* GOAL: Carry on the piece about automating a team's work, picking up right after its final sentence.

* GIVEN PASSAGE:
↓

The team I am a part of was recently asked if there was any work that we could possibly automate to save time and effort. Leaving aside the strange question of asking the boiling frog how the boiling process might be sped up, I was left thinking about the limits of automation when what is trying to be automated is not always straight-forward and often involves contextual knowledge. My suggestion in response was not to automate the task, but possibly automate the process.
Ever since I have stepped into my new role in the technical team, I have made a conscious effort to capture everything that I have learnt and store it in a canonical space as one of the issues I had early on was that it was too difficult to find anything. This then allows me to produce repeatable processes. (In some respects I imagine that organising information in this manner actually makes it easier for an AI assistant to support?)

↑

* DATASET ENTRIES:
↓

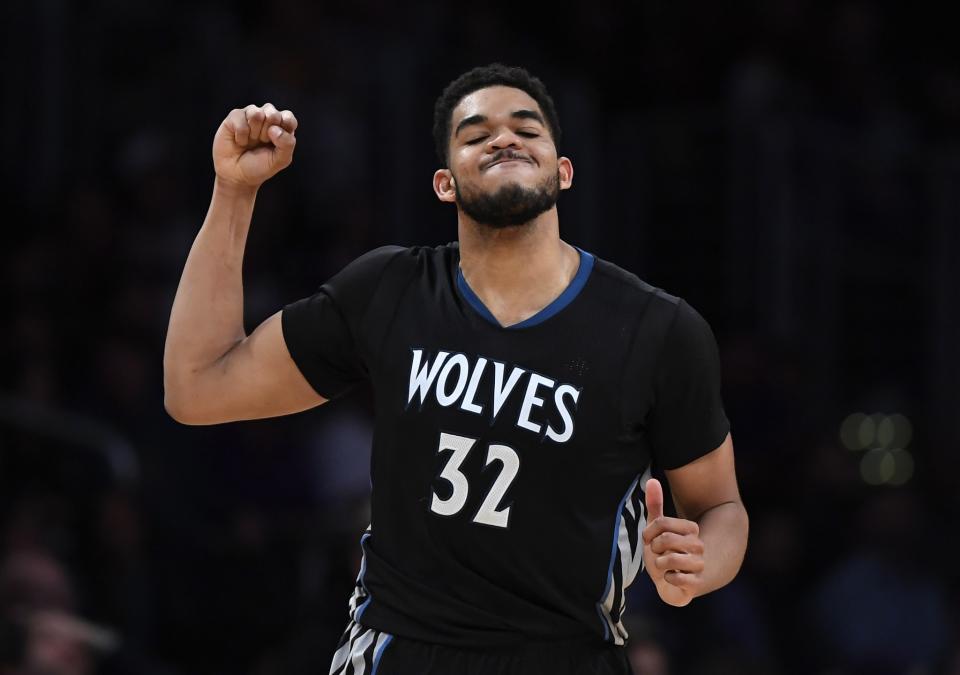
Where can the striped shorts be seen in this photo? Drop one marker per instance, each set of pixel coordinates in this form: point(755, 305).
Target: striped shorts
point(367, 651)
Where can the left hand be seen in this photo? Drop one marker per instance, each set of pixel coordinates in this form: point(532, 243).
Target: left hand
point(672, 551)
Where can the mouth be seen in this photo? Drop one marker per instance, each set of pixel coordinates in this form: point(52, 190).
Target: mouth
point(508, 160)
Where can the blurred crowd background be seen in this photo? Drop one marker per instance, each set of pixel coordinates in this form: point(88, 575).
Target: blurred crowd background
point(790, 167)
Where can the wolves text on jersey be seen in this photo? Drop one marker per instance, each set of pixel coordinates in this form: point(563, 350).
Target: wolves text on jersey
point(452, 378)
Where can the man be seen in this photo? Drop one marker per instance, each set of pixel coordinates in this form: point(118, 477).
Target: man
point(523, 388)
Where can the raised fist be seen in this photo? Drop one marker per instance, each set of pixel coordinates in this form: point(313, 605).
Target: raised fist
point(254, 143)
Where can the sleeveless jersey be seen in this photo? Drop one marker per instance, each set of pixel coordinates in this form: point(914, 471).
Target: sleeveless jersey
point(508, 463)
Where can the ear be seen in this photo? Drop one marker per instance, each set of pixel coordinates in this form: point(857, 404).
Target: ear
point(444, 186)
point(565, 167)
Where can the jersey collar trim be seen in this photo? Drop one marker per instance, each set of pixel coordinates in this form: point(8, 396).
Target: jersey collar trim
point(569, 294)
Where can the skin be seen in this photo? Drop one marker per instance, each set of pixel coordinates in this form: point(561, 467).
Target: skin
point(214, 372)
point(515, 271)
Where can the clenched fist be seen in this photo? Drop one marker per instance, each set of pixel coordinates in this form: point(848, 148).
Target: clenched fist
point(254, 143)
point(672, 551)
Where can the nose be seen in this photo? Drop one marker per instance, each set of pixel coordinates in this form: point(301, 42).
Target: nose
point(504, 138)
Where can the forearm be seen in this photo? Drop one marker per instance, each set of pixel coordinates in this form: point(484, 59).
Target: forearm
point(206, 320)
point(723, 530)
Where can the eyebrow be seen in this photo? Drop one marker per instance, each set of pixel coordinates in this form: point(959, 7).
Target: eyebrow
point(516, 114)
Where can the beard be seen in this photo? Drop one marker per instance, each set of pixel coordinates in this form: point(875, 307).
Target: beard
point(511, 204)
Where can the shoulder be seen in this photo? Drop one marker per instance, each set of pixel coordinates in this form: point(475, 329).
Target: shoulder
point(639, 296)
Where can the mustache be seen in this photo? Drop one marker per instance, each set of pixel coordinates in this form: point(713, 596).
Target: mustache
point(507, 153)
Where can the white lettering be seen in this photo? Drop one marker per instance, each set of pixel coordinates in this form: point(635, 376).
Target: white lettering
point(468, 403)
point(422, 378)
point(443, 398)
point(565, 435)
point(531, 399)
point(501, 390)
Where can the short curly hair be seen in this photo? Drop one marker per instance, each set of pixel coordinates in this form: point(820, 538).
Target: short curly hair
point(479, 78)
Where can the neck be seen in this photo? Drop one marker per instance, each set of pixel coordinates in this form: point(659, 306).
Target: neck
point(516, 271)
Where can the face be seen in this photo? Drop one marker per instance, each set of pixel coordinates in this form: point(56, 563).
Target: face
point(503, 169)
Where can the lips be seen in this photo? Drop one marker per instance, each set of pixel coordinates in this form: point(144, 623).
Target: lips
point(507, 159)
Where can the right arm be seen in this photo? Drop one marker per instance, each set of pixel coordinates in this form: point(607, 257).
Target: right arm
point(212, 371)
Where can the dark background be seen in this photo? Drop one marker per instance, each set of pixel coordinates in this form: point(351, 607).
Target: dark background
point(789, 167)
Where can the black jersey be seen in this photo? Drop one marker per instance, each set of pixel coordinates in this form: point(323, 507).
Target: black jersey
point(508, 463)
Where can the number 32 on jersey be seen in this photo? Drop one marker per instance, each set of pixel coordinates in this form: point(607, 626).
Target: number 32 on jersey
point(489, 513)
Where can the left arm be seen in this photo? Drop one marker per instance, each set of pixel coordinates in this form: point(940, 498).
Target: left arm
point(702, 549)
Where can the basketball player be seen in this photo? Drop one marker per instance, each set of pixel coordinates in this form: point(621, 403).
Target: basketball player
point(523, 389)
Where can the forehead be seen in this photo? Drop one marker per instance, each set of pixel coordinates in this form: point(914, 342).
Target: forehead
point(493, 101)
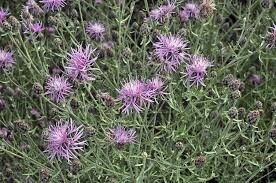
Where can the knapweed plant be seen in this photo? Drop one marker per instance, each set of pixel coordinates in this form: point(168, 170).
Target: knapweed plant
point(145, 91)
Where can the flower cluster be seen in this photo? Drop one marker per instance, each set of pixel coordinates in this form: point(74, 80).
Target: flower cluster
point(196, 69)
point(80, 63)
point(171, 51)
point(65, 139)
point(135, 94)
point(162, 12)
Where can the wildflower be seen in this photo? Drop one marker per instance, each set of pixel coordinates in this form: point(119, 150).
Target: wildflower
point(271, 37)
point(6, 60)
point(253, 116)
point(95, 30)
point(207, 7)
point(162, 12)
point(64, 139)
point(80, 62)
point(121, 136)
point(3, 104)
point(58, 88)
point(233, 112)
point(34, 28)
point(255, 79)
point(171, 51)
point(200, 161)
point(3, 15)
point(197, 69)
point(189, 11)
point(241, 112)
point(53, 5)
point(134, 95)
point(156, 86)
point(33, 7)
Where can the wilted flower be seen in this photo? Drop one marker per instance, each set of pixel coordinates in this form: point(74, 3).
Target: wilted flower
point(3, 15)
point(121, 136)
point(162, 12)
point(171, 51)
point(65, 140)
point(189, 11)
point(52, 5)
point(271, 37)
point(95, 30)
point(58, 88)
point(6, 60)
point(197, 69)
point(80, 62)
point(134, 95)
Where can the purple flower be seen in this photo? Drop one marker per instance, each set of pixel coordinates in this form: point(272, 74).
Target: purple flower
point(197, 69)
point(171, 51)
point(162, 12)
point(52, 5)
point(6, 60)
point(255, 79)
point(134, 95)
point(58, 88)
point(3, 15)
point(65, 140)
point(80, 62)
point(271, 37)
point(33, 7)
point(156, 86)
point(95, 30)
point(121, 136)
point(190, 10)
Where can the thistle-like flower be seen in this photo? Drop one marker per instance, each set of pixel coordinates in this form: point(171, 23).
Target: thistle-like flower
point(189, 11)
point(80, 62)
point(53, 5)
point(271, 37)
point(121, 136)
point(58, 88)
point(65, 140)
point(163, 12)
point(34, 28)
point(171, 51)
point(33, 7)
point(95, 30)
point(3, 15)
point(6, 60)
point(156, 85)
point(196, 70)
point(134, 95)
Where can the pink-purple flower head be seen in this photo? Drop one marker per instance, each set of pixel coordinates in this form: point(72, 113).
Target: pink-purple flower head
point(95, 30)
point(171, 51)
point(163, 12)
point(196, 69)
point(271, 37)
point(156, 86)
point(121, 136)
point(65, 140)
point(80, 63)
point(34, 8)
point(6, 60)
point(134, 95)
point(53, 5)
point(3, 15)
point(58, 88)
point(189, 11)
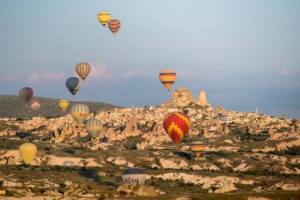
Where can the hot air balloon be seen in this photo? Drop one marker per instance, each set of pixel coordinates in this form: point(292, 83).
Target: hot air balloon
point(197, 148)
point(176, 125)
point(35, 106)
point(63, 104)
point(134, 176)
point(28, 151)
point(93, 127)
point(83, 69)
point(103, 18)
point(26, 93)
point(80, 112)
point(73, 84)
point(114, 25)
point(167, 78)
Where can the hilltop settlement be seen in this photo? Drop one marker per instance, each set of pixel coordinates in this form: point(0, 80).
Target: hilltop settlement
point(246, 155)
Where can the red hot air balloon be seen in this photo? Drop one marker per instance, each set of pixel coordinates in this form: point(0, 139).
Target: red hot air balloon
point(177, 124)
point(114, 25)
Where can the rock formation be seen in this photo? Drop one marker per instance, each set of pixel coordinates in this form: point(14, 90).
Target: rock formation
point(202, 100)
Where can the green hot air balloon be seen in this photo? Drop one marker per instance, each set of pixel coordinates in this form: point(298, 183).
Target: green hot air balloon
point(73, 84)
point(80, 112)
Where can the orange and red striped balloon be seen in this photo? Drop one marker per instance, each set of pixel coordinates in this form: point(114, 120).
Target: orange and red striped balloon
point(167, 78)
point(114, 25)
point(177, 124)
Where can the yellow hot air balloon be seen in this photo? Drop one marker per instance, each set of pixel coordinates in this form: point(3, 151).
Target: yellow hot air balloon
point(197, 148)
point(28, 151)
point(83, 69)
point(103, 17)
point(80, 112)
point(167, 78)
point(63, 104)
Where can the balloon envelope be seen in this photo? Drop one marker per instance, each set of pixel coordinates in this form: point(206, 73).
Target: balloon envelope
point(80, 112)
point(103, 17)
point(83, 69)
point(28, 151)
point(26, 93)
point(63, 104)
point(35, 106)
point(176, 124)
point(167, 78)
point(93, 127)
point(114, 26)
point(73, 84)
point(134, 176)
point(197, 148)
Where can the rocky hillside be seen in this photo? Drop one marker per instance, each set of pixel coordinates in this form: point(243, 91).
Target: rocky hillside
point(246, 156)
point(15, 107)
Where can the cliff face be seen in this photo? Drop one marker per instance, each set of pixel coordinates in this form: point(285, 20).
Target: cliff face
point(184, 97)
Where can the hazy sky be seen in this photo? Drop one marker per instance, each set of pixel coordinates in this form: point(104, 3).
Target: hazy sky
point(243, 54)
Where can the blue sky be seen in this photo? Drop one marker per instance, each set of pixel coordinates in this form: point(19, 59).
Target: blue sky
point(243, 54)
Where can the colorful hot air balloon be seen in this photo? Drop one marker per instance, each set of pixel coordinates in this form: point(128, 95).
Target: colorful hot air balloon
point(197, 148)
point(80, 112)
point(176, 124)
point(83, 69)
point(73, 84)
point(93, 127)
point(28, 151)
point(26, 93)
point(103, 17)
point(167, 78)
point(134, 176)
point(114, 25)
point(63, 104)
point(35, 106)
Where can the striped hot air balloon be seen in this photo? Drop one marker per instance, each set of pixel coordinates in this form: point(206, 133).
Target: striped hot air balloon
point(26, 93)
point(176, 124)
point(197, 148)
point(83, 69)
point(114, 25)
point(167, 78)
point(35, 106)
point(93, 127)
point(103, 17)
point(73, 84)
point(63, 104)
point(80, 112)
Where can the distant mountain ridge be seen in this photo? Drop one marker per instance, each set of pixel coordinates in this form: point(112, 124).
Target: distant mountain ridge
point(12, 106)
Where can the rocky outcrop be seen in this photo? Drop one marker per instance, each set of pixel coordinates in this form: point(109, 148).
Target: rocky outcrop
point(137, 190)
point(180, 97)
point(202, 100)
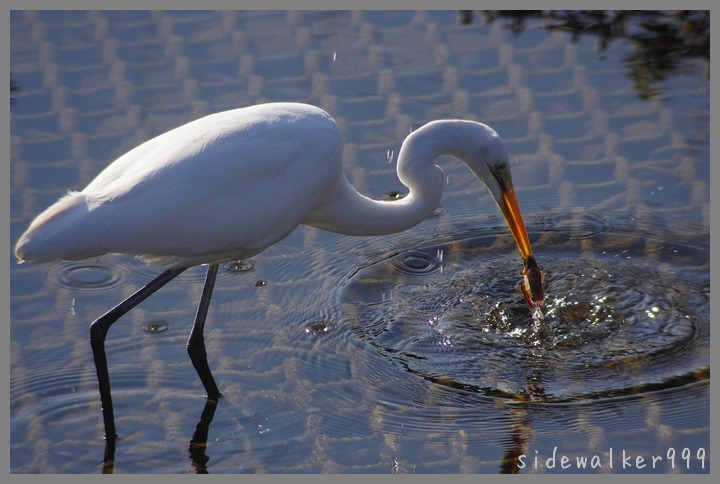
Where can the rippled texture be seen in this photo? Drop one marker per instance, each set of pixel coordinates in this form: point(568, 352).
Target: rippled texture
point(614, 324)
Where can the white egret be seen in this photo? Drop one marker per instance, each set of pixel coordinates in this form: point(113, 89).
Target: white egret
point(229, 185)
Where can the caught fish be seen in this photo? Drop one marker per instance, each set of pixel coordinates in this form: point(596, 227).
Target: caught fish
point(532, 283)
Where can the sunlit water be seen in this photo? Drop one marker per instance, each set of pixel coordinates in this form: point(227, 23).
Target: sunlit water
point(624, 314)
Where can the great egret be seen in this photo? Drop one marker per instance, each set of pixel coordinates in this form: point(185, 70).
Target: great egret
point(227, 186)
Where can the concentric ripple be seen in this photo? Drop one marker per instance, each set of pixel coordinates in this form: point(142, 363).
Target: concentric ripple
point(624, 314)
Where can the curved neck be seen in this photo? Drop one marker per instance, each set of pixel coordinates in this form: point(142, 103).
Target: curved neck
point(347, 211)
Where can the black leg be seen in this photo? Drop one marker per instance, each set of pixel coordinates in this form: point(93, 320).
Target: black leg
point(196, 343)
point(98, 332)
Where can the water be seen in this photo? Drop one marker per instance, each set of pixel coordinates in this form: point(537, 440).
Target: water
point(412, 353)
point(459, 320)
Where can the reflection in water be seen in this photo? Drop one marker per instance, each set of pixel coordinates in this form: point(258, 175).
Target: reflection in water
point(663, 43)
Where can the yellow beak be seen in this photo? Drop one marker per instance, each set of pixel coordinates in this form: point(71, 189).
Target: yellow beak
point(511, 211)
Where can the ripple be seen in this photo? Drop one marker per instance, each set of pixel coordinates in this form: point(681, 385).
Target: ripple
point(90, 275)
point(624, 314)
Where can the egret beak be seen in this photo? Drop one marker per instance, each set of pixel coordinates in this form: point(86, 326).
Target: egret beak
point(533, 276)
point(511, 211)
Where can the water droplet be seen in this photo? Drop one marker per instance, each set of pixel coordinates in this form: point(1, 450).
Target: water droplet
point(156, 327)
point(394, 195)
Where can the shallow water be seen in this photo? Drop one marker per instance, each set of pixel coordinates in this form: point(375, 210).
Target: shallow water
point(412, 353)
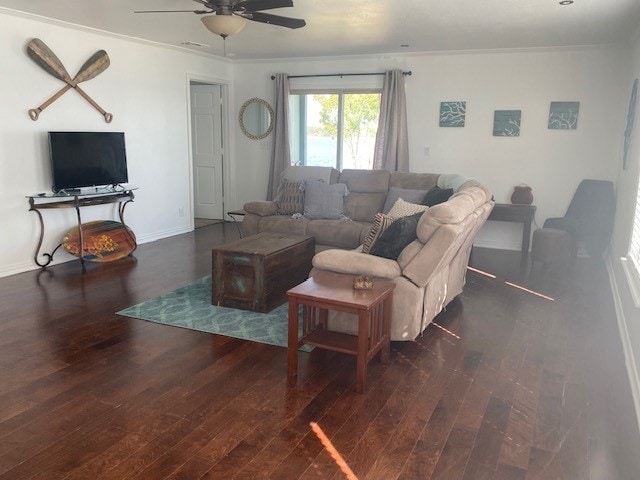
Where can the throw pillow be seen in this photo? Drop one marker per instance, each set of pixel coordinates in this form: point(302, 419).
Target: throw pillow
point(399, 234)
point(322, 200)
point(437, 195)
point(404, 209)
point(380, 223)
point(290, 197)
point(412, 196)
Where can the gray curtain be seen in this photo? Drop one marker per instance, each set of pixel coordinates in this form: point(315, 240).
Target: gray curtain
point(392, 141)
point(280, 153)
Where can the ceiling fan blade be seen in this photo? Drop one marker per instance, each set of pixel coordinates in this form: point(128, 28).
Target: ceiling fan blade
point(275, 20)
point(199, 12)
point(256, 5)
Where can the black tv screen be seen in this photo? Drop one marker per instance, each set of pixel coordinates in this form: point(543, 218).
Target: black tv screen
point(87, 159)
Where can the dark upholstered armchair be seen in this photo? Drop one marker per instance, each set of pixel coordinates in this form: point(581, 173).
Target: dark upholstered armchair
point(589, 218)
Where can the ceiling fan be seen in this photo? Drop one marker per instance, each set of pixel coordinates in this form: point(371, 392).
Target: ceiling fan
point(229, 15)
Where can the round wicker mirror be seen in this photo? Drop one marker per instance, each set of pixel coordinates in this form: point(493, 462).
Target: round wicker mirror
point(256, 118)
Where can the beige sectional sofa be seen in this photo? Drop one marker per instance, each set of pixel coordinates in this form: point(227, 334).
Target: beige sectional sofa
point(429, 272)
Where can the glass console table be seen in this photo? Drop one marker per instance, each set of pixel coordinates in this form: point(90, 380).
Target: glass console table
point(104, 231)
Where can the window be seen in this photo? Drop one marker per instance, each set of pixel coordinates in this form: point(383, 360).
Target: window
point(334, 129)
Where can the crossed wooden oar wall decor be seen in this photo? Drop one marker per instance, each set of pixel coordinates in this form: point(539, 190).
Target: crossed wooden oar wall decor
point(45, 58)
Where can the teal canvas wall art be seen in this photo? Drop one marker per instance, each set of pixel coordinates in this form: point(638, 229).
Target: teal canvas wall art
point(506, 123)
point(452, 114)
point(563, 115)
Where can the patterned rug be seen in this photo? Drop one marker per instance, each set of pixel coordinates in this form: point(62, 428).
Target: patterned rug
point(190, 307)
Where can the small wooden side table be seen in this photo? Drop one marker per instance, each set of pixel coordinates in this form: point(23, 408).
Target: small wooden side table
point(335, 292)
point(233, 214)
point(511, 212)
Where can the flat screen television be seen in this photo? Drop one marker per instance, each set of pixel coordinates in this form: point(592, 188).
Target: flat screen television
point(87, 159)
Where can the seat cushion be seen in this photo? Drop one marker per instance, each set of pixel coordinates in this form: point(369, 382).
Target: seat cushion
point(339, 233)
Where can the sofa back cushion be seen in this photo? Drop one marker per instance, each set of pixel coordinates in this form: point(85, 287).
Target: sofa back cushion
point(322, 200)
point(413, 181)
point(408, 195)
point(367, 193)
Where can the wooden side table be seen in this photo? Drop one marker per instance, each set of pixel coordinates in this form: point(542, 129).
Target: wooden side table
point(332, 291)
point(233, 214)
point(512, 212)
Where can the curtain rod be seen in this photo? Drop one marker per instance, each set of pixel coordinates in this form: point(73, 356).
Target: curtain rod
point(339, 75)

↑

* ANSWER BELOW:
In addition to automating the day-to-day, I recently built out a spreadsheet to help with a particular task of cleaning up duplicate records across the database. Given a list of hundreds of records to review, I felt that saving any time and effort was going to make a difference. My thought was to create a series of declare statements to use to query the database, then copy the raw data, review it, create tasks for the relevant teams and produce a summary of the records changed and those that remained the same.
Doubling Down on the Declare
One of the issues I initially found when producing my query was updating all the variables each time. It therefore occurred to me that rather than changing the names and various IDs each time, which was always fiddly and prone to error, I could create a series of declare statements that I updated with the SQL statement each time. This allowed me to leave the rest of the query the same:
="
DECLARE @Sur1 VARCHAR(30) = '"&D2&"'
DECLARE @Sur2 VARCHAR(30) = 'SUR2'
DECLARE @Pre1 VARCHAR(30) = '"&E2&"'
DECLARE @Pre2 VARCHAR(30) = 'PRE2'
DECLARE @Login1 VARCHAR(30) = '"&H2&"'
DECLARE @Login2 VARCHAR(30) = 'CECVIDS\UPN2'
DECLARE @Login3 VARCHAR(30) = 'CECVIDS\UPN3'
DECLARE @CNUM1 VARCHAR(15) = 'CX'
DECLARE @CNUM2 VARCHAR(15) = 'CX'
DECLARE @CNUM3 VARCHAR(15) = 'CX'"
In addition to this, I stripped out any additional information that was included within a text string of possible information and had this represented on unique lines after the initial list:
--"&IFNA(JOIN(CHAR(10)&"--",ARRAYFORMULA(LEFT(QUERY(TRIM(MID(SUBSTITUTE(J2, ":", REPT(" ", LEN(J2))), LEN(J2)*ROW(INDIRECT("1:"&LEN(J2)))-LEN(J2)+1, LEN(J2))),"SELECT * WHERE Col1 LIKE 'C%'"),16))))&""
The output then looks something like this:
--"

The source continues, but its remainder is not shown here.